### THE PROBLEM
Return every line of the material below that contains the word "trunk". Matching is case-sensitive.

### DATA SUPPLIED

_ _ _ _ _ _ _

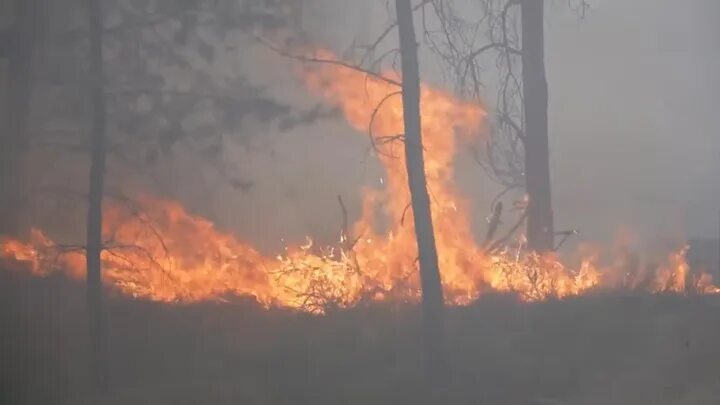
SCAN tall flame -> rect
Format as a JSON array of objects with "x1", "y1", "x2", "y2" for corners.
[{"x1": 0, "y1": 51, "x2": 720, "y2": 312}]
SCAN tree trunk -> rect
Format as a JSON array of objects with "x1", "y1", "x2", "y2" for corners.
[
  {"x1": 86, "y1": 0, "x2": 108, "y2": 392},
  {"x1": 521, "y1": 0, "x2": 555, "y2": 252},
  {"x1": 395, "y1": 0, "x2": 445, "y2": 383},
  {"x1": 0, "y1": 0, "x2": 36, "y2": 234}
]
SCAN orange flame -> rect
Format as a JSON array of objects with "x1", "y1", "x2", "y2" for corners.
[{"x1": 0, "y1": 51, "x2": 720, "y2": 312}]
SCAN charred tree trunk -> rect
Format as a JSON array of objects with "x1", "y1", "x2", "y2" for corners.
[
  {"x1": 521, "y1": 0, "x2": 555, "y2": 252},
  {"x1": 0, "y1": 0, "x2": 36, "y2": 234},
  {"x1": 395, "y1": 0, "x2": 445, "y2": 383},
  {"x1": 86, "y1": 0, "x2": 108, "y2": 392}
]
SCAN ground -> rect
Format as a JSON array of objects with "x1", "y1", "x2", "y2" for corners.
[{"x1": 0, "y1": 271, "x2": 720, "y2": 405}]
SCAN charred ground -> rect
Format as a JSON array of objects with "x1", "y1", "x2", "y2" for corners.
[{"x1": 0, "y1": 271, "x2": 720, "y2": 404}]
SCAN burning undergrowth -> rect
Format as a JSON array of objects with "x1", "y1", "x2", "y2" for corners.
[{"x1": 0, "y1": 48, "x2": 720, "y2": 313}]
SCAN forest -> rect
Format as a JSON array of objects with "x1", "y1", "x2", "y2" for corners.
[{"x1": 0, "y1": 0, "x2": 720, "y2": 405}]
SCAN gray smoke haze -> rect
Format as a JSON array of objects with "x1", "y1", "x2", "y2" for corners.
[
  {"x1": 243, "y1": 0, "x2": 720, "y2": 248},
  {"x1": 18, "y1": 0, "x2": 720, "y2": 250}
]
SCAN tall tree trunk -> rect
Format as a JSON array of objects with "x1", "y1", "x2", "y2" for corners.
[
  {"x1": 86, "y1": 0, "x2": 108, "y2": 392},
  {"x1": 0, "y1": 0, "x2": 36, "y2": 234},
  {"x1": 521, "y1": 0, "x2": 555, "y2": 252},
  {"x1": 395, "y1": 0, "x2": 445, "y2": 388}
]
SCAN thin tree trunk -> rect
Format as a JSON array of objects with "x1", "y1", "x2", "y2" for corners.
[
  {"x1": 86, "y1": 0, "x2": 108, "y2": 392},
  {"x1": 395, "y1": 0, "x2": 445, "y2": 383},
  {"x1": 0, "y1": 0, "x2": 36, "y2": 234},
  {"x1": 521, "y1": 0, "x2": 555, "y2": 252}
]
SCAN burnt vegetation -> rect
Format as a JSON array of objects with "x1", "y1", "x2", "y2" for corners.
[{"x1": 0, "y1": 0, "x2": 720, "y2": 405}]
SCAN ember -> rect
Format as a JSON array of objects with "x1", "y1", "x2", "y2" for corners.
[{"x1": 0, "y1": 51, "x2": 720, "y2": 313}]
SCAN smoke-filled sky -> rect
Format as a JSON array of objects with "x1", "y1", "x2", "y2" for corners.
[
  {"x1": 272, "y1": 0, "x2": 720, "y2": 245},
  {"x1": 125, "y1": 0, "x2": 720, "y2": 249}
]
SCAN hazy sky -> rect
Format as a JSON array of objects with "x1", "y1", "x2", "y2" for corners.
[
  {"x1": 156, "y1": 0, "x2": 720, "y2": 248},
  {"x1": 286, "y1": 0, "x2": 720, "y2": 243}
]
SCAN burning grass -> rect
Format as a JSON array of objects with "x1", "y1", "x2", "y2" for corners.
[{"x1": 0, "y1": 271, "x2": 720, "y2": 405}]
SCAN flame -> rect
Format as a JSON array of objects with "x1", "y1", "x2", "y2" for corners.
[{"x1": 0, "y1": 51, "x2": 720, "y2": 312}]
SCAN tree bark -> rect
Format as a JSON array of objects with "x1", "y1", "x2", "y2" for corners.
[
  {"x1": 395, "y1": 0, "x2": 446, "y2": 384},
  {"x1": 86, "y1": 0, "x2": 108, "y2": 392},
  {"x1": 0, "y1": 0, "x2": 36, "y2": 234},
  {"x1": 521, "y1": 0, "x2": 555, "y2": 252}
]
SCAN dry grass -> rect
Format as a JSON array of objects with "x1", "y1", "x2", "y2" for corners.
[{"x1": 0, "y1": 272, "x2": 720, "y2": 405}]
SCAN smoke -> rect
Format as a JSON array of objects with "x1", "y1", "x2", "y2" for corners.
[{"x1": 286, "y1": 0, "x2": 720, "y2": 245}]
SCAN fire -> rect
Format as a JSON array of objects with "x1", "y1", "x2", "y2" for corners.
[{"x1": 0, "y1": 51, "x2": 720, "y2": 312}]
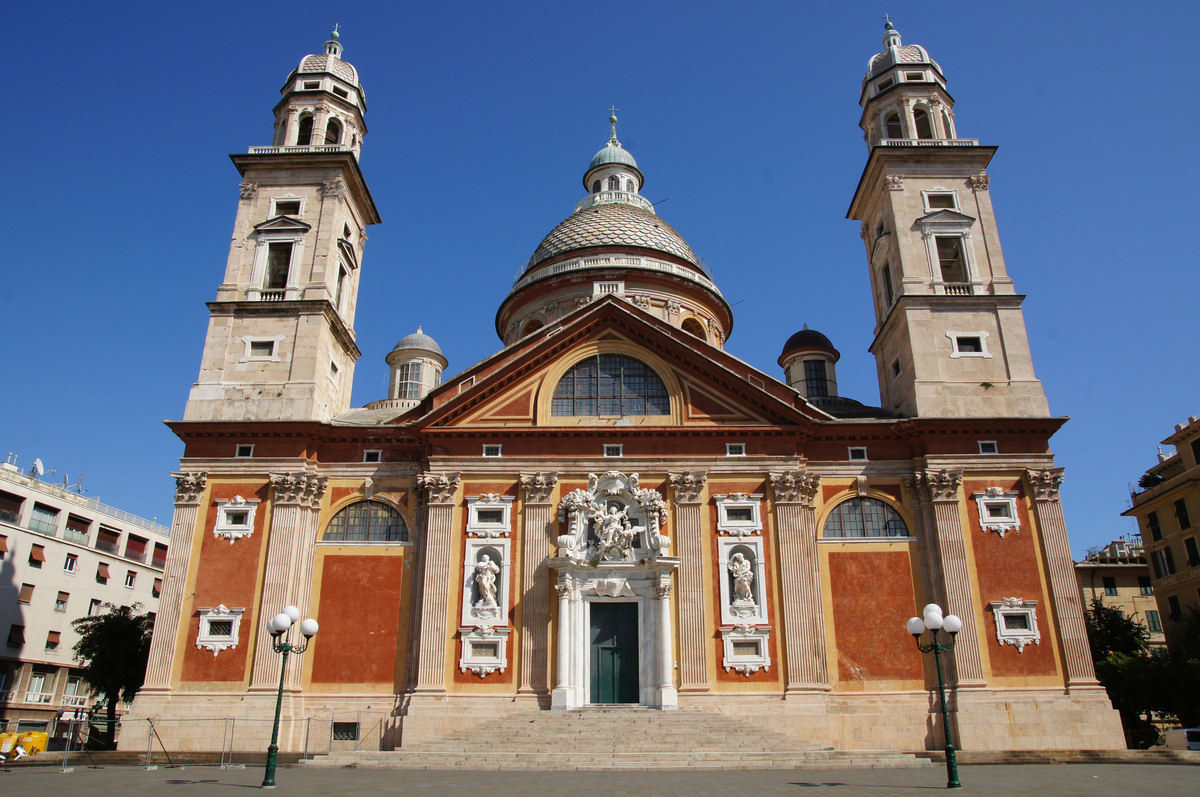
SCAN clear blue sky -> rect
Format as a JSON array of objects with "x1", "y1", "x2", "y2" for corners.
[{"x1": 0, "y1": 0, "x2": 1200, "y2": 555}]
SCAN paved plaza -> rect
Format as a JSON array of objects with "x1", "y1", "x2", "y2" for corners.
[{"x1": 0, "y1": 765, "x2": 1200, "y2": 797}]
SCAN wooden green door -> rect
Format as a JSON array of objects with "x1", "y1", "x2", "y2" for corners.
[{"x1": 592, "y1": 603, "x2": 637, "y2": 703}]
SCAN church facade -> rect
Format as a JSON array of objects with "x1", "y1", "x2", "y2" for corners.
[{"x1": 126, "y1": 24, "x2": 1123, "y2": 750}]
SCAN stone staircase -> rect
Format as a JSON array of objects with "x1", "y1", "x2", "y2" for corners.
[{"x1": 304, "y1": 707, "x2": 935, "y2": 771}]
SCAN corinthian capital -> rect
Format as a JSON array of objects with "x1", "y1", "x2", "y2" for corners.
[
  {"x1": 416, "y1": 473, "x2": 462, "y2": 504},
  {"x1": 905, "y1": 469, "x2": 962, "y2": 502},
  {"x1": 1025, "y1": 468, "x2": 1063, "y2": 501},
  {"x1": 270, "y1": 473, "x2": 329, "y2": 507},
  {"x1": 671, "y1": 472, "x2": 708, "y2": 504},
  {"x1": 170, "y1": 472, "x2": 209, "y2": 504},
  {"x1": 770, "y1": 471, "x2": 821, "y2": 507},
  {"x1": 521, "y1": 473, "x2": 558, "y2": 504}
]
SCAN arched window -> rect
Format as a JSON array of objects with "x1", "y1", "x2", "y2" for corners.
[
  {"x1": 550, "y1": 354, "x2": 671, "y2": 417},
  {"x1": 296, "y1": 115, "x2": 312, "y2": 146},
  {"x1": 679, "y1": 318, "x2": 708, "y2": 340},
  {"x1": 322, "y1": 501, "x2": 408, "y2": 543},
  {"x1": 883, "y1": 113, "x2": 904, "y2": 138},
  {"x1": 912, "y1": 108, "x2": 934, "y2": 138},
  {"x1": 325, "y1": 119, "x2": 342, "y2": 145},
  {"x1": 822, "y1": 498, "x2": 908, "y2": 537}
]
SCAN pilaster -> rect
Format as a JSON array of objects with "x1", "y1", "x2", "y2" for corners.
[
  {"x1": 1025, "y1": 468, "x2": 1098, "y2": 688},
  {"x1": 142, "y1": 473, "x2": 209, "y2": 690},
  {"x1": 668, "y1": 473, "x2": 710, "y2": 691},
  {"x1": 415, "y1": 473, "x2": 462, "y2": 693},
  {"x1": 517, "y1": 473, "x2": 558, "y2": 695},
  {"x1": 247, "y1": 473, "x2": 328, "y2": 690},
  {"x1": 906, "y1": 471, "x2": 986, "y2": 687},
  {"x1": 770, "y1": 471, "x2": 829, "y2": 691}
]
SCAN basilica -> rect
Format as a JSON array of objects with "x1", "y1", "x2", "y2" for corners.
[{"x1": 126, "y1": 23, "x2": 1123, "y2": 750}]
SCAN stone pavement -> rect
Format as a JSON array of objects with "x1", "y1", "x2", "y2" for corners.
[{"x1": 0, "y1": 765, "x2": 1200, "y2": 797}]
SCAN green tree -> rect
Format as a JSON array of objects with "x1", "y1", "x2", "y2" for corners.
[{"x1": 71, "y1": 604, "x2": 154, "y2": 749}]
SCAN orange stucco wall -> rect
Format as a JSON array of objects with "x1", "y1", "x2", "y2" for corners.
[
  {"x1": 829, "y1": 551, "x2": 924, "y2": 687},
  {"x1": 182, "y1": 483, "x2": 268, "y2": 682},
  {"x1": 312, "y1": 555, "x2": 404, "y2": 688},
  {"x1": 964, "y1": 481, "x2": 1058, "y2": 677}
]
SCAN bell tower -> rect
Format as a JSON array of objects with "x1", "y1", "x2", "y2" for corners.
[
  {"x1": 184, "y1": 29, "x2": 379, "y2": 420},
  {"x1": 847, "y1": 22, "x2": 1050, "y2": 418}
]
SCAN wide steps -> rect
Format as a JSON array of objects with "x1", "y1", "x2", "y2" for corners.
[{"x1": 305, "y1": 708, "x2": 931, "y2": 771}]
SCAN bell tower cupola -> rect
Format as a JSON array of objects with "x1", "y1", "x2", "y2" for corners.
[
  {"x1": 847, "y1": 20, "x2": 1050, "y2": 418},
  {"x1": 858, "y1": 20, "x2": 958, "y2": 146},
  {"x1": 184, "y1": 30, "x2": 379, "y2": 420}
]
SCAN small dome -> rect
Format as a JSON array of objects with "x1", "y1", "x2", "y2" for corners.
[
  {"x1": 863, "y1": 23, "x2": 942, "y2": 86},
  {"x1": 779, "y1": 326, "x2": 841, "y2": 366},
  {"x1": 391, "y1": 326, "x2": 445, "y2": 358},
  {"x1": 588, "y1": 142, "x2": 641, "y2": 172},
  {"x1": 526, "y1": 203, "x2": 700, "y2": 274}
]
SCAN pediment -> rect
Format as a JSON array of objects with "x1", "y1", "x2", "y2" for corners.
[
  {"x1": 254, "y1": 216, "x2": 312, "y2": 233},
  {"x1": 917, "y1": 208, "x2": 974, "y2": 224},
  {"x1": 393, "y1": 298, "x2": 828, "y2": 431}
]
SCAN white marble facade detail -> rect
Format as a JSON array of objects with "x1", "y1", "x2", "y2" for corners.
[
  {"x1": 458, "y1": 535, "x2": 511, "y2": 677},
  {"x1": 971, "y1": 487, "x2": 1021, "y2": 539},
  {"x1": 467, "y1": 492, "x2": 512, "y2": 537},
  {"x1": 550, "y1": 471, "x2": 679, "y2": 711},
  {"x1": 558, "y1": 471, "x2": 671, "y2": 564},
  {"x1": 989, "y1": 598, "x2": 1042, "y2": 653}
]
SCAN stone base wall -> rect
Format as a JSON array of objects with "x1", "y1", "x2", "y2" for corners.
[{"x1": 121, "y1": 688, "x2": 1124, "y2": 754}]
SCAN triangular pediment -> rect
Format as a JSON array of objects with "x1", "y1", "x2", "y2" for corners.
[
  {"x1": 394, "y1": 296, "x2": 829, "y2": 431},
  {"x1": 254, "y1": 216, "x2": 312, "y2": 233},
  {"x1": 917, "y1": 208, "x2": 974, "y2": 224}
]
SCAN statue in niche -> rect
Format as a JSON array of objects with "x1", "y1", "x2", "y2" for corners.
[
  {"x1": 475, "y1": 553, "x2": 500, "y2": 609},
  {"x1": 594, "y1": 504, "x2": 644, "y2": 562},
  {"x1": 728, "y1": 551, "x2": 756, "y2": 615}
]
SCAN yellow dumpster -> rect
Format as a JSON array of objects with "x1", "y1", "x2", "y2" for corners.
[{"x1": 17, "y1": 731, "x2": 49, "y2": 755}]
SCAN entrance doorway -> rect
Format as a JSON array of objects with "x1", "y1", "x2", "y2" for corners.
[{"x1": 590, "y1": 601, "x2": 638, "y2": 703}]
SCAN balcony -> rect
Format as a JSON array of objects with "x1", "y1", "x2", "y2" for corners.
[{"x1": 250, "y1": 144, "x2": 350, "y2": 155}]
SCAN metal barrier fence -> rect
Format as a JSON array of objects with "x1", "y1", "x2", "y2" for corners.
[{"x1": 5, "y1": 712, "x2": 395, "y2": 768}]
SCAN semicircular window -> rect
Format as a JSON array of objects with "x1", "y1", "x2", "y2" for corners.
[
  {"x1": 322, "y1": 501, "x2": 408, "y2": 543},
  {"x1": 550, "y1": 354, "x2": 671, "y2": 418},
  {"x1": 823, "y1": 498, "x2": 908, "y2": 537}
]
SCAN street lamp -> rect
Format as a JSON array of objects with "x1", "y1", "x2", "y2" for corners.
[
  {"x1": 263, "y1": 606, "x2": 318, "y2": 789},
  {"x1": 905, "y1": 604, "x2": 962, "y2": 789}
]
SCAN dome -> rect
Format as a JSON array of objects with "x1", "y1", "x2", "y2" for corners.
[
  {"x1": 588, "y1": 142, "x2": 641, "y2": 172},
  {"x1": 863, "y1": 23, "x2": 942, "y2": 85},
  {"x1": 391, "y1": 326, "x2": 445, "y2": 358},
  {"x1": 526, "y1": 202, "x2": 700, "y2": 274},
  {"x1": 779, "y1": 326, "x2": 841, "y2": 366}
]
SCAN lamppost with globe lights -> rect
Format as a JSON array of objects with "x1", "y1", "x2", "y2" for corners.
[
  {"x1": 905, "y1": 604, "x2": 962, "y2": 789},
  {"x1": 263, "y1": 606, "x2": 318, "y2": 789}
]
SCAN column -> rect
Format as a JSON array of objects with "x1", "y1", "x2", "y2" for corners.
[
  {"x1": 654, "y1": 573, "x2": 679, "y2": 708},
  {"x1": 550, "y1": 575, "x2": 572, "y2": 711},
  {"x1": 1025, "y1": 468, "x2": 1098, "y2": 688},
  {"x1": 142, "y1": 473, "x2": 209, "y2": 690},
  {"x1": 670, "y1": 473, "x2": 710, "y2": 691},
  {"x1": 246, "y1": 473, "x2": 328, "y2": 691},
  {"x1": 415, "y1": 473, "x2": 462, "y2": 693},
  {"x1": 517, "y1": 473, "x2": 558, "y2": 695},
  {"x1": 907, "y1": 471, "x2": 985, "y2": 687},
  {"x1": 770, "y1": 471, "x2": 829, "y2": 691}
]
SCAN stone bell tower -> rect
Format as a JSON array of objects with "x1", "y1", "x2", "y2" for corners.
[
  {"x1": 184, "y1": 30, "x2": 379, "y2": 420},
  {"x1": 847, "y1": 22, "x2": 1050, "y2": 418}
]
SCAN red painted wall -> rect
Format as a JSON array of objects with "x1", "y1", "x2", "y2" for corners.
[
  {"x1": 312, "y1": 555, "x2": 407, "y2": 688},
  {"x1": 182, "y1": 483, "x2": 269, "y2": 682},
  {"x1": 829, "y1": 551, "x2": 924, "y2": 682}
]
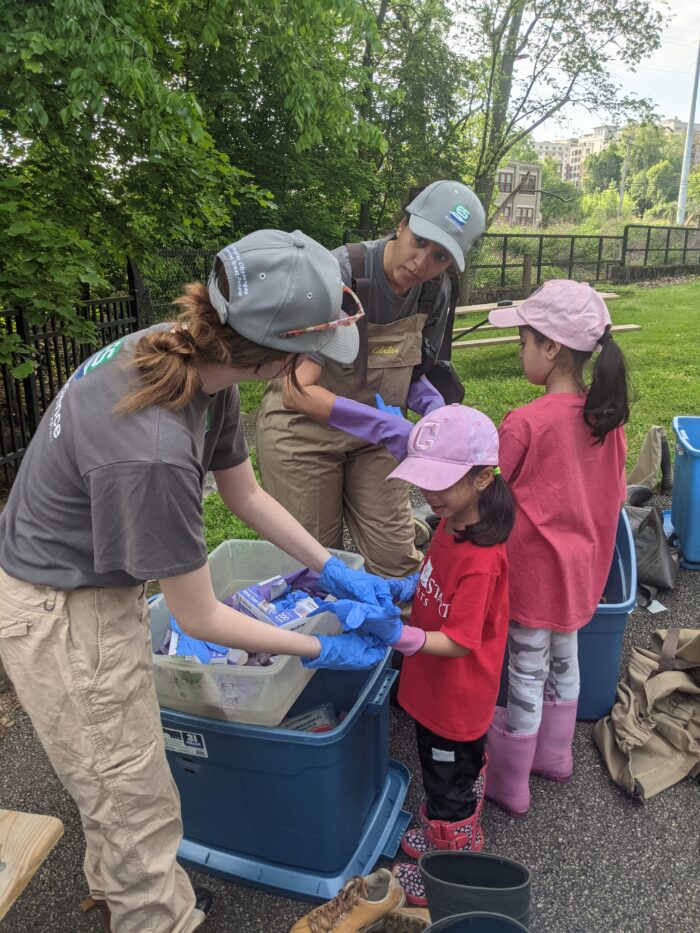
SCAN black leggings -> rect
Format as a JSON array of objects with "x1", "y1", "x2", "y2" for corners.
[{"x1": 416, "y1": 722, "x2": 486, "y2": 823}]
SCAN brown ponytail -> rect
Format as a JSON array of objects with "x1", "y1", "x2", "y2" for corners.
[{"x1": 115, "y1": 282, "x2": 303, "y2": 414}]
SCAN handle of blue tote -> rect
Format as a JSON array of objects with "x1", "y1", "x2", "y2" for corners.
[{"x1": 367, "y1": 668, "x2": 399, "y2": 716}]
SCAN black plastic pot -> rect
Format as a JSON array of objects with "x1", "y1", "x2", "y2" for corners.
[
  {"x1": 425, "y1": 911, "x2": 527, "y2": 933},
  {"x1": 418, "y1": 851, "x2": 530, "y2": 929}
]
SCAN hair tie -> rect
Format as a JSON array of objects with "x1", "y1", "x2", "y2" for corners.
[{"x1": 170, "y1": 327, "x2": 197, "y2": 350}]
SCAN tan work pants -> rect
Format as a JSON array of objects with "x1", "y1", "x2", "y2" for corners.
[
  {"x1": 257, "y1": 314, "x2": 426, "y2": 577},
  {"x1": 0, "y1": 570, "x2": 202, "y2": 933}
]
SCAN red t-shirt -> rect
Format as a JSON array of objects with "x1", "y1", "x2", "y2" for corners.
[
  {"x1": 498, "y1": 393, "x2": 627, "y2": 632},
  {"x1": 399, "y1": 520, "x2": 508, "y2": 742}
]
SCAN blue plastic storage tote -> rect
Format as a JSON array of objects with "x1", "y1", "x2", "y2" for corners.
[
  {"x1": 671, "y1": 416, "x2": 700, "y2": 570},
  {"x1": 161, "y1": 653, "x2": 410, "y2": 900},
  {"x1": 498, "y1": 512, "x2": 637, "y2": 720}
]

_ _ _ _ _ _ _

### WRITTEN ANSWER
SCAN tree trunk -> rect
SCAN charred tree trunk -> rect
SCAN tall tree trunk -> rect
SCAN thin tree trunk -> rect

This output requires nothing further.